• _GIVEN INSTRUCTION_
Change "single dot" to "single point" throughout the records below, and return them with everything else left as it is.

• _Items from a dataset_
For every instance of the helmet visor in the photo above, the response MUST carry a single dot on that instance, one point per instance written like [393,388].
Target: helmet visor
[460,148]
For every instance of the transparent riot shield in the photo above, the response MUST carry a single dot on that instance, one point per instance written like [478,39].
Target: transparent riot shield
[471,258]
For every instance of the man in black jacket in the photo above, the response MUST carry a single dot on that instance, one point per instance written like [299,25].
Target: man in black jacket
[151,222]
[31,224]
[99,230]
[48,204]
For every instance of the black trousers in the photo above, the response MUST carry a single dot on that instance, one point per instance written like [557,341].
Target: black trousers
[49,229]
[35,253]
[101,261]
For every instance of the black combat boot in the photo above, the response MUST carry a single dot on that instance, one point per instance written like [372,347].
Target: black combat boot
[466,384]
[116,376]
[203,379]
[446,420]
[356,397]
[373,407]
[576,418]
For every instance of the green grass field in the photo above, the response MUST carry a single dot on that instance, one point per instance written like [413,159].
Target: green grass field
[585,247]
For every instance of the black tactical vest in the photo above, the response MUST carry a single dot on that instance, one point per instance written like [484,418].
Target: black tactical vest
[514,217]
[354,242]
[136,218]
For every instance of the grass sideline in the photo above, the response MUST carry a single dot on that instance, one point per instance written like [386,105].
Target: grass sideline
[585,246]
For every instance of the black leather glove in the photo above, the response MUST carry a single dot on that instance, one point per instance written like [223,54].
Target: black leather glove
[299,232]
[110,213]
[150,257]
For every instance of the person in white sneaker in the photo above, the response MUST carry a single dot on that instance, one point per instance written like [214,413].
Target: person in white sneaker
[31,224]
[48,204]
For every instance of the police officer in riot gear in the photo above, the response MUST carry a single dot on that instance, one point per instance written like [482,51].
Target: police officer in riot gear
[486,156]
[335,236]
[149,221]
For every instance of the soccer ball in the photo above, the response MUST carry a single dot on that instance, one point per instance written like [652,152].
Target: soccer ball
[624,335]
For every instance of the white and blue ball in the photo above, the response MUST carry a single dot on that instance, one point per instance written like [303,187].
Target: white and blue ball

• _EXERCISE ANSWER_
For every instance of the helmet visor in the photo above, the response MUST carry a single point on that instance, one point per instance written like [393,388].
Target: helmet visor
[460,148]
For every instance of the transparent riot shield in the photo above, the response MUST carry a single point on that instance, one point per instance written like [478,39].
Target: transparent riot shield
[471,258]
For every instance of the man in black jacket in the photo above, the response MUST carry a single point on that instance, one point per instance written like [299,25].
Target: man in black jacket
[151,222]
[31,224]
[99,230]
[48,204]
For every instance of the black trousers in the photo above, the response MUST carry a single point on that instance, one point per instance written like [557,341].
Target: black trousers
[49,229]
[35,253]
[101,261]
For every instance of the black combat boot in the photo above, the response MUST carry a single point on that instance, one point per instance written like [372,347].
Target: black combat boot
[466,384]
[116,376]
[203,379]
[446,420]
[356,397]
[373,407]
[576,418]
For every instance of the green grass field in the photo above, the response MUST carry a single point on that instance, one point per instance written like [413,159].
Target: green grass field
[585,247]
For every instance of the black tactical vest in the photo above, the response MUST carry a single point on that instance, one point per instance written like [484,418].
Target: black tactical vest
[514,217]
[354,242]
[136,218]
For every instance of the grass sideline in the photo above, the response MUST carry a single point on that instance, one point per instance written like [386,105].
Target: grass sideline
[585,246]
For every instance of the black leather glove in the photo above, the response MUST carry a single point on that instance, one point per instance written like [223,54].
Target: black leather glove
[299,232]
[110,213]
[150,257]
For every instance of the person in white sneaker in the photo above, the response MUST carry a single point on that instance, one point per instance written like [214,413].
Target: person in white sneaker
[31,224]
[48,204]
For every instance of the police officer in riot gear in the photo above, the response MUST carry a single point on that instance, one point per instance written like [482,51].
Target: police officer in riot gear
[486,156]
[335,236]
[149,221]
For every instance of the soccer ball in the photo above, the response MUST carry a single point on that instance, one point per instance written like [652,152].
Target: soccer ball
[624,335]
For every instance of the white and blue ball in the photo above, the response MUST carry a single point on that instance, one point per instance written like [303,187].
Target: white and blue ball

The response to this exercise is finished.